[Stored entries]
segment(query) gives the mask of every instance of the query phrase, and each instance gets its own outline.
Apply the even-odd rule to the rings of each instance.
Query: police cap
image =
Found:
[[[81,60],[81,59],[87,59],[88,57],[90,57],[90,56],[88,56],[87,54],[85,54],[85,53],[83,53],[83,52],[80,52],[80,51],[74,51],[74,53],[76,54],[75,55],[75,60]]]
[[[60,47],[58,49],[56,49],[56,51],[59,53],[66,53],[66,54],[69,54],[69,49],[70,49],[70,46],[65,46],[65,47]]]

__TASK INSTRUCTIONS__: Reproduce the records above exactly as they appear.

__FULL OUTPUT__:
segment(query) gives the mask of every instance of the query phrase, and each instance gets its own outline.
Apply the even-odd rule to the rings of each instance.
Query: police cap
image =
Found:
[[[81,60],[81,59],[87,59],[88,57],[90,57],[90,56],[88,56],[87,54],[85,54],[85,53],[83,53],[83,52],[80,52],[80,51],[74,51],[74,53],[76,54],[75,55],[75,60]]]
[[[60,47],[58,49],[56,49],[56,51],[59,53],[66,53],[66,54],[69,54],[69,49],[70,49],[70,46],[65,46],[65,47]]]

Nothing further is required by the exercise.